Thirdly, there is what I am calling the lens of social cohesion. Society is not entirely homogeneous; it is a patchwork of groups. Whilst the groups overlap, the interests and values of one group rarely coincide wholly with those of another. Peaceful co-existence depends upon how far the groups trust each other. Trust depends on perceptions. In the midst of a national emergency, a group’s decisions on whether or not to obey the law, or to follow official health guidelines, will be noticed and may have long-term repercussions for the public standing of that community. The Canadian pastors, for example, risked being stigmatised as dangerous cranks. A decision to ignore a policy that everyone else considers vital might even spell the end of a faith community. In the interests of social cohesion, therefore, it may be advisable to conform to public expectations to some degree. However, this would be a conscious and provisional choice, not a matter of ‘blindly following the herd’, as we will see more fully when we reach my fourth principle (in Part Two of this essay).

Finally, but crucially, a community can hardly be expected to forget the ‘lens’ proper to its faith. For most religious groups, regular meetings are an important aspect of their practice. For Christians, for instance, salvation is found ‘in the church’, which means, as Luther put it, ‘the company of believing people’. We Buddhists, for our part, have kalyana mitrata — meaning ‘spiritual friendship’, ‘beautiful friendship’, or ‘association with the good’. The Buddha described kalyana mitrata as no less than ‘the whole of the spiritual life’. The founder of my own Buddhist fellowship was Urgyen Sangharakshita, whose name meant ‘the guardian of the spiritual community’. True to his name, he strongly emphasised the vital importance of regular and frequent contact with friends in the Dharma.

In the age of the Internet, it may seem unnecessary to come together in person. But in the recent pandemic, did online conferences offer an adequate substitute for face-to-face meetings, or just a palliative? Few people, if any, truly rejoiced in the temple of Zoom, while some found it so uncongenial they refused to cross the threshold at all. To be gathered physically in one special place is a powerful practice. It detaches us from the cosy distractions of home, and helps focus our thoughts on what is of ultimate importance. It generates elevated emotions that carry us towards our spiritual goal. When we are face to face, eyes can meet, and each participant can witness the interactions among the others. In particular, devotional and ritual activities call for physical presence in a shared and dedicated space.

Work order: Carry on the essay about faith communities meeting in person during a pandemic, starting right after its final sentence. The data that follows has no connection to the essay above.

[Stored entries]

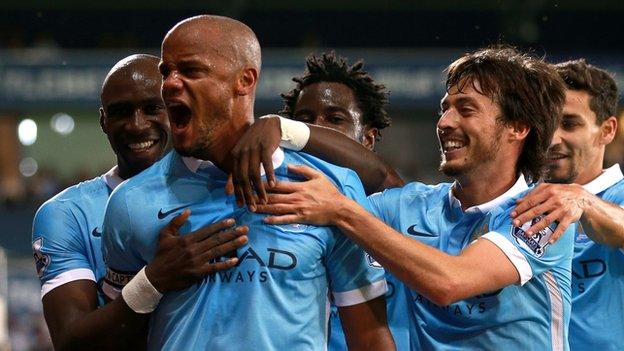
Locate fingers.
[513,202,556,227]
[511,188,548,217]
[261,149,277,188]
[225,173,234,195]
[269,181,302,195]
[188,218,235,242]
[248,150,272,203]
[288,165,323,179]
[160,208,191,235]
[526,210,563,236]
[548,219,573,244]
[197,226,249,262]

Response to the task:
Beyond this, there is another policy consideration that is specific to the context of a Buddhist community. The path to liberation involves seeing directly into the nature of reality. That reality includes serious illness and death. Of course, that does not mean actively seeking them out. Buddhism does not advocate reckless behaviour or self-destructive asceticism. Those who know themselves to be vulnerable to a disease — whether on the grounds of age, health or occupation — are surely right to take reasonable measures to protect themselves. Likewise, governments are surely right to provide guidance and resources to help them do so, provided this is done with due regard to the likely balance of human costs and benefits.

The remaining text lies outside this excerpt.